-- start Selected passage --

This is the selection for my four times a year book club. I really wanted There are Rivers in the Sky, but someone else had thought it too slow.
As you can see, I put in lots of post it notes (mostly just quotes I liked – I enjoyed the way the author put words together).
Here’s the blurb …
The Barnes family is in trouble. Dickie’s once-lucrative car business is going under?but rather than face the music, he’s spending his days in the woods, building an apocalypse-proof bunker with a renegade handyman. His wife Imelda is selling off her jewelry on eBay, while their teenage daughter Cass, formerly top of her class, seems determined to binge-drink her way through her final exams. And twelve-year-old PJ is putting the final touches to his grand plan to run away from home.
Where did it all go wrong? A patch of ice on the tarmac, a casual favor to a charming stranger, a bee caught beneath a bridal veil?can a single moment of bad luck change the direction of a life? And if the story has already been written?is there still time to find a happy ending?
This was shortlisted for the Booker prize in 2023 and won the Nero Book Award for Fiction in 2023.
It had a very interesting structure. Each of the family members (Cass, PJ, Imelda and Dickie) have a section, and these sections have different punctuation styles. For example, Imelda has no punctuation, just capitals which I took to be the start of a new sentence. And then, in what I am calling the second section, they each get another section, but now it’s in second person (still the same punctuation style).
This is the story of a family imploding – Cass, the daughter, is drinking too much and not studying for her A levels, PJ’s section is heart-breaking – he is wearing too small shoes because he knows they have no money, and who is he talking to on the internet?, Imelda married Dickie while in the throws of grief for his brother, and Dickie is hiding his true desires even from himself.
In the final section they all end up in the woods (it reminded me of the musical Into the Woods where everyone has to go into the woods
[ALL]
Into the woods without delay
But careful not to lose the way
Into the woods, who knows what may
Be lurking on the journey?
Into the woods to get the thing
That makes it worth the journeying[STEPMOTHER & STEPSISTERS]
Into the woods to see the King
[JACK]
To sell the cow[BAKER]
To make the potion
[ALL]
To see
To sell
To get
To bring
To make
To lift
To go to the Festival!
Into the woods! (To see, to sell, to get, to bring)

-- end Selected passage --
-- start Extracted data --

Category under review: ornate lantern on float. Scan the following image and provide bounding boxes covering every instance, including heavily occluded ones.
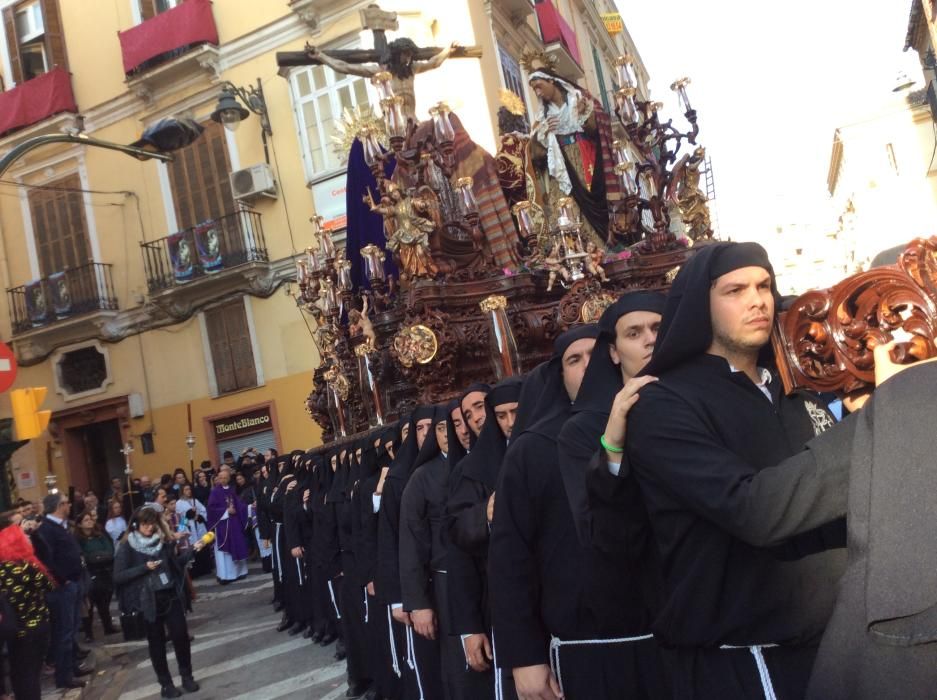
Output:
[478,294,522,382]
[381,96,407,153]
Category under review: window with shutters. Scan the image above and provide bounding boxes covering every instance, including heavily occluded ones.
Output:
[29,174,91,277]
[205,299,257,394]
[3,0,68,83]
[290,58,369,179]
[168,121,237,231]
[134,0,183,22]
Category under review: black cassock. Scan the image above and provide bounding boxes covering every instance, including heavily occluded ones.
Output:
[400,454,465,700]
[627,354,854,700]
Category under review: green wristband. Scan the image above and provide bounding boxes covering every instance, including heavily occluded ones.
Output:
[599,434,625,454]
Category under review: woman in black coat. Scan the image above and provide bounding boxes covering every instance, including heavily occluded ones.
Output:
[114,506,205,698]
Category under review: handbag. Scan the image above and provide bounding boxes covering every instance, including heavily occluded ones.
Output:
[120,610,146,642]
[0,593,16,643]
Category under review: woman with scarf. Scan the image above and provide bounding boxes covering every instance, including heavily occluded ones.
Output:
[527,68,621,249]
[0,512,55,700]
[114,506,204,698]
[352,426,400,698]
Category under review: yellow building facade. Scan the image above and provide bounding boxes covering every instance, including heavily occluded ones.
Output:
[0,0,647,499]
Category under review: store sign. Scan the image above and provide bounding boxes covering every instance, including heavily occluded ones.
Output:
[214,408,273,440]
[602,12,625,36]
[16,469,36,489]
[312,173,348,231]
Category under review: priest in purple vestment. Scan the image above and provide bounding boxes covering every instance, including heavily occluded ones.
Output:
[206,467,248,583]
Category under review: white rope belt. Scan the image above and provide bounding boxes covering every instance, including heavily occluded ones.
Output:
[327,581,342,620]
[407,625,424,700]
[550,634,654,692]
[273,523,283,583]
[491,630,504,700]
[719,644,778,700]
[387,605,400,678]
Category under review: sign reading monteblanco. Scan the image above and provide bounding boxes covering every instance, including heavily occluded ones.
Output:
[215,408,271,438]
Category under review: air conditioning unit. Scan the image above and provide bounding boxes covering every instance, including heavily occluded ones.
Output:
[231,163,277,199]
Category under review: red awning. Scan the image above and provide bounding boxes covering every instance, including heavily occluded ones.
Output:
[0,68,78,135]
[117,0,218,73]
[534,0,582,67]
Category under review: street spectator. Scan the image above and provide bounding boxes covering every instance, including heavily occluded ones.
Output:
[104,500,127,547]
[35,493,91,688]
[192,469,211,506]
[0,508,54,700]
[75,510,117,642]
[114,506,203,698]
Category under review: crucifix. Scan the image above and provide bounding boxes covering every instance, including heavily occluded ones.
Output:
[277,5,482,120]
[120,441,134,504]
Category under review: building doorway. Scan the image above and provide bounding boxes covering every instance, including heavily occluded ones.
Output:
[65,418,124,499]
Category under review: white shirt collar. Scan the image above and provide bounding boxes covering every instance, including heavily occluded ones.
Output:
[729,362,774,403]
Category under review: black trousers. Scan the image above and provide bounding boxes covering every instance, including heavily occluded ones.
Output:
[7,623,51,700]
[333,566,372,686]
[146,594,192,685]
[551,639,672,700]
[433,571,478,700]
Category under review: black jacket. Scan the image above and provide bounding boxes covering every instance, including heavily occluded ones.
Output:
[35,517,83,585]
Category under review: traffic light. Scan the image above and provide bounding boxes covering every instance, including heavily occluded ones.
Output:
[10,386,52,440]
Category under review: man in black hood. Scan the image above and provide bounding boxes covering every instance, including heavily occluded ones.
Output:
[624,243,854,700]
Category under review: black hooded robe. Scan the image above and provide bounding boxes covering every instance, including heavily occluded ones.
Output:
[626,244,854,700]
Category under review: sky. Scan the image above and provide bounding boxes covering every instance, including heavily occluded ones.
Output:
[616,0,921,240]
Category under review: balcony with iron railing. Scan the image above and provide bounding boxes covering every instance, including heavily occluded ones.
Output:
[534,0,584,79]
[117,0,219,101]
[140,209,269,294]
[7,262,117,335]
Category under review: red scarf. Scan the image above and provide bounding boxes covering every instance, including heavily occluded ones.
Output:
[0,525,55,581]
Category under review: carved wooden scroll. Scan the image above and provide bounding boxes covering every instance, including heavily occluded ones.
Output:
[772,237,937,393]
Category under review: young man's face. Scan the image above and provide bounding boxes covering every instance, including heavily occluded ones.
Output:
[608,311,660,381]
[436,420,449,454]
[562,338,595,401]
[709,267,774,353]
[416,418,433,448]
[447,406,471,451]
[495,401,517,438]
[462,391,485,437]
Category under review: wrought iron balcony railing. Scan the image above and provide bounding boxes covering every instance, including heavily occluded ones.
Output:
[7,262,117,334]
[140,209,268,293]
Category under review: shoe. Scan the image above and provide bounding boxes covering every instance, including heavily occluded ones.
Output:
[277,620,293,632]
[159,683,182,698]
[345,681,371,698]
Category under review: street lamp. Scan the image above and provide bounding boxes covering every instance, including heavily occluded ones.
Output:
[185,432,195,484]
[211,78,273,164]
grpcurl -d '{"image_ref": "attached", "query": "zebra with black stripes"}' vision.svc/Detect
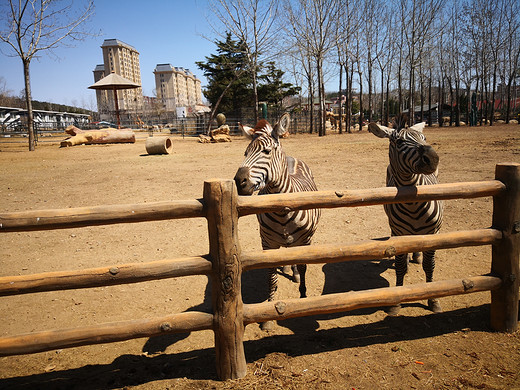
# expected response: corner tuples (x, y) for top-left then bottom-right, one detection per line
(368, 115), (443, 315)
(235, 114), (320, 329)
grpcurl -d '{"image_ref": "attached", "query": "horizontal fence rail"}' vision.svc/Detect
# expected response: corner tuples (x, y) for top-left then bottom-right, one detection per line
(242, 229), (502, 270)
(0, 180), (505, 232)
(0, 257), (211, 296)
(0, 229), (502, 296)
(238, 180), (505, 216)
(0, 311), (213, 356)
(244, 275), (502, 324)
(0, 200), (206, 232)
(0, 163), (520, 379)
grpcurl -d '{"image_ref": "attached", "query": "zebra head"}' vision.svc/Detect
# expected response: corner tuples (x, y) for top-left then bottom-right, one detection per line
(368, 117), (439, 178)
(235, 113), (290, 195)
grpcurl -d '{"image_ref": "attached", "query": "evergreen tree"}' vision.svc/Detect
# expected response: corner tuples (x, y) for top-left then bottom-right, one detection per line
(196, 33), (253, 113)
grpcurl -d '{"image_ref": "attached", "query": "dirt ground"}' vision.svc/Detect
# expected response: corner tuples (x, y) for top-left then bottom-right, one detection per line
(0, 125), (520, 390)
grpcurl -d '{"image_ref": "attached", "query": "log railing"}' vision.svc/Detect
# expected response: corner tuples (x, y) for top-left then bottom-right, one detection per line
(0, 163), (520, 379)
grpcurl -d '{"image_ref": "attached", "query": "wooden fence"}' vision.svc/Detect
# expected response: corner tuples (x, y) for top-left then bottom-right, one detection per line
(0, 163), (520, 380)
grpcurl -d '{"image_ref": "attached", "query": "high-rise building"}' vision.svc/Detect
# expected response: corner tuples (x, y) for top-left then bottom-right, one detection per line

-- end Extracted data --

▶ **Exercise requirements**:
**A)** According to the book review, which award did the novel win in 2023?
**B)** From the book review, extract the passage from "This is the story" up to and including "even from himself.".
**C)** List the family members who each have their own section in the novel, as named in the book review.
Rely only on the book review to complete the work.

▶ **Answers to the exercises**:
**A)** It won the Nero Book Award for Fiction.

**B)**
This is the story of a family imploding – Cass, the daughter, is drinking too much and not studying for her A levels, PJ’s section is heart-breaking – he is wearing too small shoes because he knows they have no money, and who is he talking to on the internet?, Imelda married Dickie while in the throws of grief for his brother, and Dickie is hiding his true desires even from himself.

**C)** Cass, PJ, Imelda, Dickie